Exercise objective :: Switch "separate" to "distinct" in the records, starting at the line that contains "--target wood grain" and continuing through the end of the records, and reproduce only those lines with everything else unchanged.
>> begin
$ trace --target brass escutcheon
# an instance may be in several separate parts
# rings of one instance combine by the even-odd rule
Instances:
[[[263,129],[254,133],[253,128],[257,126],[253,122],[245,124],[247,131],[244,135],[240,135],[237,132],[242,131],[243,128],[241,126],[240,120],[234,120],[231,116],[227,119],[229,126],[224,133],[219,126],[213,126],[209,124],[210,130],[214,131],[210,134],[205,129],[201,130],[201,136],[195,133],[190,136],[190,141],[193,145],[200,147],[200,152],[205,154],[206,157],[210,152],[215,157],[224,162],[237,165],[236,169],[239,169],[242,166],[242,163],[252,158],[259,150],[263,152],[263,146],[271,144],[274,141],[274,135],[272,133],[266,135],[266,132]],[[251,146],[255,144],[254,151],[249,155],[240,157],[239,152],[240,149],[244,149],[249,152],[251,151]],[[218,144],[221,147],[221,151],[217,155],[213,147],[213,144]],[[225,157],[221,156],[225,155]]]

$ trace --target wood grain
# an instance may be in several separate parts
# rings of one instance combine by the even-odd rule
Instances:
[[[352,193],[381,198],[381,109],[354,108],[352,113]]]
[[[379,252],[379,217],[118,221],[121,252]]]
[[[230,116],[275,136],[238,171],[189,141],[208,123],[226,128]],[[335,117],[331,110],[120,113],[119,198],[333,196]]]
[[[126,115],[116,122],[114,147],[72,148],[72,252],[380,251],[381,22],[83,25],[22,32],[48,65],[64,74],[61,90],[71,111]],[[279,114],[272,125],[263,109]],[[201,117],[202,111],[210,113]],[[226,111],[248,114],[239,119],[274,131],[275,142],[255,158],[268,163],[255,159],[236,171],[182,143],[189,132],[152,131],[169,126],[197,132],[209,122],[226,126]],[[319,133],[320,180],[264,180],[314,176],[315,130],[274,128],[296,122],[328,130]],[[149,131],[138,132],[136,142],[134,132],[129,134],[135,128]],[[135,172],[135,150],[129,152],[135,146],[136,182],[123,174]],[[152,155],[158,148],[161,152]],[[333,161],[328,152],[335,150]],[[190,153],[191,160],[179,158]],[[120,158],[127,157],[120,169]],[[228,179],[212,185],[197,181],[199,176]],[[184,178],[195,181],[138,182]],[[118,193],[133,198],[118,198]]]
>> end
Task output ::
$ trace --target wood grain
# an instance may be in several distinct parts
# rings of one instance combine by the even-odd rule
Instances:
[[[352,193],[381,198],[381,109],[354,108],[352,113]]]
[[[379,252],[379,217],[118,221],[121,252]]]
[[[230,116],[275,136],[238,171],[189,141],[208,123],[226,128]],[[335,117],[331,110],[120,113],[119,198],[333,196]]]
[[[126,115],[116,122],[114,147],[72,148],[72,252],[380,251],[381,22],[83,25],[22,32],[48,65],[64,74],[61,90],[71,111]],[[279,114],[272,125],[263,109]],[[201,117],[202,111],[210,113]],[[226,111],[248,114],[239,119],[274,131],[275,142],[255,158],[268,163],[255,159],[236,171],[182,143],[189,132],[152,131],[169,126],[197,132],[209,122],[226,126]],[[319,133],[320,180],[264,180],[314,176],[315,130],[274,128],[296,122],[328,130]],[[149,131],[138,132],[136,142],[134,132],[129,134],[135,128]],[[135,172],[135,150],[129,152],[135,146],[136,182],[123,174]],[[152,155],[158,148],[161,152]],[[333,161],[328,152],[335,150]],[[190,153],[191,160],[179,158]],[[120,158],[127,157],[120,169]],[[228,179],[212,185],[197,181],[199,176]],[[184,178],[195,181],[138,182]],[[118,193],[133,198],[118,198]]]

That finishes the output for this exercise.